### Work instructions
Pick out every line of the items below that contains the word "uniform", and copy each of those lines.

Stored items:
▶

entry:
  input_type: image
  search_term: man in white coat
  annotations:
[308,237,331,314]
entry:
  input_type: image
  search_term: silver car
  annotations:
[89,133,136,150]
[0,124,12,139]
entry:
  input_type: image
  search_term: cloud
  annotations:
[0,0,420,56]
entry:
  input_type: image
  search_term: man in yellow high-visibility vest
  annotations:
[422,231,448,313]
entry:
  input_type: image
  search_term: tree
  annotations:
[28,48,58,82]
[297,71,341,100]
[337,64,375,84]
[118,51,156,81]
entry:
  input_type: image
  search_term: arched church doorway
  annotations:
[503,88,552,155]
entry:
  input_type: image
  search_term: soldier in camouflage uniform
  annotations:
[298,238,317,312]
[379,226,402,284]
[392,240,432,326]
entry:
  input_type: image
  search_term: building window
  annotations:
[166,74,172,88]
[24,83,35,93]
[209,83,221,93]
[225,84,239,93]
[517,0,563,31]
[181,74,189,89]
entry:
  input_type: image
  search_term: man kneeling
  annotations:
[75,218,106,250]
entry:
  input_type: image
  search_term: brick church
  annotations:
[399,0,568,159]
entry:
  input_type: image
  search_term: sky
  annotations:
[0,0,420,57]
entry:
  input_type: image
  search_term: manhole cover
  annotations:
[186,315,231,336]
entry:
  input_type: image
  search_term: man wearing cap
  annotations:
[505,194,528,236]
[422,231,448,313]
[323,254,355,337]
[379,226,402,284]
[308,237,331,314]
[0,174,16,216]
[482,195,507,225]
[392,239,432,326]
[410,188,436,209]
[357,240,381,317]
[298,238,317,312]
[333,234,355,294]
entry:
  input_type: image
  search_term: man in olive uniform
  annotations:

◀

### Solution for this exercise
  search_term: soldier in camouflage uniform
  search_term: man in olive uniform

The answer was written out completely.